▶ **Supplied material**:
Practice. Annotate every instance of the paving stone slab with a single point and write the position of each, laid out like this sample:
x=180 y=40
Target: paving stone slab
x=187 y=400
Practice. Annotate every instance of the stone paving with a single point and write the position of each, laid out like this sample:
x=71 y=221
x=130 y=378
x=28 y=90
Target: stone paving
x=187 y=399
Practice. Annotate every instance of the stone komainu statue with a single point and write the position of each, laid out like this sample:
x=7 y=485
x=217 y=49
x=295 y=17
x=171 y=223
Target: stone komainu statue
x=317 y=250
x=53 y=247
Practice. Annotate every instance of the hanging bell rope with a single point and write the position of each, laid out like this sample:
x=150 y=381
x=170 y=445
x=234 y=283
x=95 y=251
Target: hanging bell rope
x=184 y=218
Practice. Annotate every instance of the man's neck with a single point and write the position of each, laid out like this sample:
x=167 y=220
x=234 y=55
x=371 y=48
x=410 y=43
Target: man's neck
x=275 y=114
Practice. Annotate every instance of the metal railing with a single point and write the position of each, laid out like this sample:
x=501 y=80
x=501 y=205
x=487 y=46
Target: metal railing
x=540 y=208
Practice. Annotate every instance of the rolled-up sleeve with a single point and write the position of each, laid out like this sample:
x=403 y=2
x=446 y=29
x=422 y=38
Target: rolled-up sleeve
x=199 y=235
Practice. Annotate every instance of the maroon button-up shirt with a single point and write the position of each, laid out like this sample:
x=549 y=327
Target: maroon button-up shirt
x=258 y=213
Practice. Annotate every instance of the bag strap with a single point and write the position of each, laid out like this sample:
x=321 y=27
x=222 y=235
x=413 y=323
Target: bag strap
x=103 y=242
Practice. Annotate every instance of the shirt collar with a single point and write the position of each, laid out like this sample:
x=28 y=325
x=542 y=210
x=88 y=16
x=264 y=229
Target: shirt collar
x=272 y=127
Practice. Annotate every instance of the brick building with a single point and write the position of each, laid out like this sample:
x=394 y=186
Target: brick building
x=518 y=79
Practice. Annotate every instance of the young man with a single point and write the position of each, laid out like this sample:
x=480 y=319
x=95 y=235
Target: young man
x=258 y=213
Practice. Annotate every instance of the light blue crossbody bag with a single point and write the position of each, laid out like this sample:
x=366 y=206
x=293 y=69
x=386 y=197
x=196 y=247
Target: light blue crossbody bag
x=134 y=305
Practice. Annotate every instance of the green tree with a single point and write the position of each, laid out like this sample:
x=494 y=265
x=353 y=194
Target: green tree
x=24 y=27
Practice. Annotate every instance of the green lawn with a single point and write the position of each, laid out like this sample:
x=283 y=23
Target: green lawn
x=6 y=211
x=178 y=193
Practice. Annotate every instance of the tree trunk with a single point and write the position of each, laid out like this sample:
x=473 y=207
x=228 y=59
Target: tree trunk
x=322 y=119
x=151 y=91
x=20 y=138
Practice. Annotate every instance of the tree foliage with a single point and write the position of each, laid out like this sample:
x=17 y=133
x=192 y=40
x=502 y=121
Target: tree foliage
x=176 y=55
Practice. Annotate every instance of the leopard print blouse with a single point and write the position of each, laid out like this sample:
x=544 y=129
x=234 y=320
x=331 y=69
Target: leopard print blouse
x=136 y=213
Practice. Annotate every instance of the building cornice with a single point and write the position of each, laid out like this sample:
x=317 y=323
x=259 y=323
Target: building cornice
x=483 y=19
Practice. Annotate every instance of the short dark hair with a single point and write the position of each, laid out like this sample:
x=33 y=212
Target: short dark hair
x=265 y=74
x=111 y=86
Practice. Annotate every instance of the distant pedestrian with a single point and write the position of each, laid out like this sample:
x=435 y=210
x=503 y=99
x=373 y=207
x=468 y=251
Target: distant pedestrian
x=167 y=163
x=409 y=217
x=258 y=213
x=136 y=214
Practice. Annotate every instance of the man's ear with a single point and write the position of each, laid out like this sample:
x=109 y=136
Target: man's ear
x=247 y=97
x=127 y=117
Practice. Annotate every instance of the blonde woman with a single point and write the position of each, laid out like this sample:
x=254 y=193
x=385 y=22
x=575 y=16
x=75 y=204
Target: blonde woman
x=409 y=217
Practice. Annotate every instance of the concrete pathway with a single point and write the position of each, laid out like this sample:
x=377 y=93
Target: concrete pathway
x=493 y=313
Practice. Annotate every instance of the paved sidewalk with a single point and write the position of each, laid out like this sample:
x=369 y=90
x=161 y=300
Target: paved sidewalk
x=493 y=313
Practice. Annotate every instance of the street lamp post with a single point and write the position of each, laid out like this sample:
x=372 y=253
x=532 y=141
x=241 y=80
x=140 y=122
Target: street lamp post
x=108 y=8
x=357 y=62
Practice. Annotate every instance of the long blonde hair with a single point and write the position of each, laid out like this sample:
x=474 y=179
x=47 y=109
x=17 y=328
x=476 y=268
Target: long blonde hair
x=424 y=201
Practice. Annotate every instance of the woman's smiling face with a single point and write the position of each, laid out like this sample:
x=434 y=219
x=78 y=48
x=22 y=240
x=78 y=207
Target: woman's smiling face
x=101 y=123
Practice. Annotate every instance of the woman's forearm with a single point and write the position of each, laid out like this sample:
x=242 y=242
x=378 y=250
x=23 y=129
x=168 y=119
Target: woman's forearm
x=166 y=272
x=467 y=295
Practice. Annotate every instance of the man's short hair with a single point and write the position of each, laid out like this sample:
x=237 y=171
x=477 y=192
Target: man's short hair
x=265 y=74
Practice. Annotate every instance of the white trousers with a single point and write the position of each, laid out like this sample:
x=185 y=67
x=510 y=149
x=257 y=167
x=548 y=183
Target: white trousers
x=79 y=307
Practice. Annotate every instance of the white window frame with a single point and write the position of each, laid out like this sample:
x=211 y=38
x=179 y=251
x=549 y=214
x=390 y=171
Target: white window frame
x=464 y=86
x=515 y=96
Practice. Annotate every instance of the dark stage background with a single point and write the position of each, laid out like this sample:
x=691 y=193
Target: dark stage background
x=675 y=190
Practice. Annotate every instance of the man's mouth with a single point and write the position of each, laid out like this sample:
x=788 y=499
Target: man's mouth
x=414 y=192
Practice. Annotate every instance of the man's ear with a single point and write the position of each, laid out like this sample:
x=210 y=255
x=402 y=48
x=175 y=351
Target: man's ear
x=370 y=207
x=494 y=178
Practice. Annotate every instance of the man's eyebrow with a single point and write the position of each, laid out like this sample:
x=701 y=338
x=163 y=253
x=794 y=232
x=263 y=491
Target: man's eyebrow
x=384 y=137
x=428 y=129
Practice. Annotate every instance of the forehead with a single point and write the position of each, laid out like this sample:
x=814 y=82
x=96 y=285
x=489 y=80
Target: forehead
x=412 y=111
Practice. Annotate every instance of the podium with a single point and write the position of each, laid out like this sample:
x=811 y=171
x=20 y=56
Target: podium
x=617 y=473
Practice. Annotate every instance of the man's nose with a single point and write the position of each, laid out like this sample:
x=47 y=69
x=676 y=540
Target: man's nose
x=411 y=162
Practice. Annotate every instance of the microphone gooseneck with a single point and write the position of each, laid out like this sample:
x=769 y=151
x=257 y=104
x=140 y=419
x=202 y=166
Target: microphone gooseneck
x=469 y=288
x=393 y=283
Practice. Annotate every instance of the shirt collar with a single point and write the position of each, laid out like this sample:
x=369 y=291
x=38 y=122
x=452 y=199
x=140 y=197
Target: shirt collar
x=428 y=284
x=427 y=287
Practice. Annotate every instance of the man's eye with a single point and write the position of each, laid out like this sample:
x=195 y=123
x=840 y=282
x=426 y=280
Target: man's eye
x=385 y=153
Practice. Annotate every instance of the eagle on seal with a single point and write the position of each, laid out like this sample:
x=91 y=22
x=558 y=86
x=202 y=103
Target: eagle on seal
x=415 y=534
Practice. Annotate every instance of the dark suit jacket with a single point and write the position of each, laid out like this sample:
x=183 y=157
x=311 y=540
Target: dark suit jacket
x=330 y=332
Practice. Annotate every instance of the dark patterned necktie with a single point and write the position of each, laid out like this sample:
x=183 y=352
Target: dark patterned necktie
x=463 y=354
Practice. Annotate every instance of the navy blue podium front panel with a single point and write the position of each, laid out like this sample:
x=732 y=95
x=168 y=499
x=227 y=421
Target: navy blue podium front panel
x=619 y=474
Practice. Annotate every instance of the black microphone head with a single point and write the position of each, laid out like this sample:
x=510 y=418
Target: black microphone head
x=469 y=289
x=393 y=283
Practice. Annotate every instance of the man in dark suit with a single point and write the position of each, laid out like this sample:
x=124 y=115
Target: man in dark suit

▶ **Required work**: Below the listing, copy out the lines from the one with "Practice. Annotate every instance of the man's eyebrow" to the one with "x=428 y=129", keeping every character unchanged.

▶ **Exercise answer**:
Practice. Annotate every instance of the man's eyebrow with a single point and write the position of each, laid out like this sample:
x=701 y=338
x=163 y=253
x=794 y=232
x=263 y=491
Target: man's eyebrow
x=384 y=137
x=428 y=129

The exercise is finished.